↓↓↓
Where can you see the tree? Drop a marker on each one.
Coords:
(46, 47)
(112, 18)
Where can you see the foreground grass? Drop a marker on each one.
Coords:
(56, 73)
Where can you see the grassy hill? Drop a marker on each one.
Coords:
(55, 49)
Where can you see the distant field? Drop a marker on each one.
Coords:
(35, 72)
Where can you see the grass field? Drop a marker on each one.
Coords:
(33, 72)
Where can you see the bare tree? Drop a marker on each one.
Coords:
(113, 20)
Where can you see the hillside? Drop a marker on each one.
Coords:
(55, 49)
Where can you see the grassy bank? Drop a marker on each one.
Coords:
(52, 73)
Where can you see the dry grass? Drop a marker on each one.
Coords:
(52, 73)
↑↑↑
> _Problem statement_
Give back, exactly and with nothing added, the lines from the line containing "Where can you see the hillside?" through the final line of the records above, both of them included.

> _Final answer_
Where can you see the hillside? Drop a marker on each one.
Coords:
(55, 49)
Where can you see the grassy bank? Drop a marker on each one.
Coords:
(52, 73)
Where can you see the dry grass? Drop a marker on each one.
Coords:
(52, 73)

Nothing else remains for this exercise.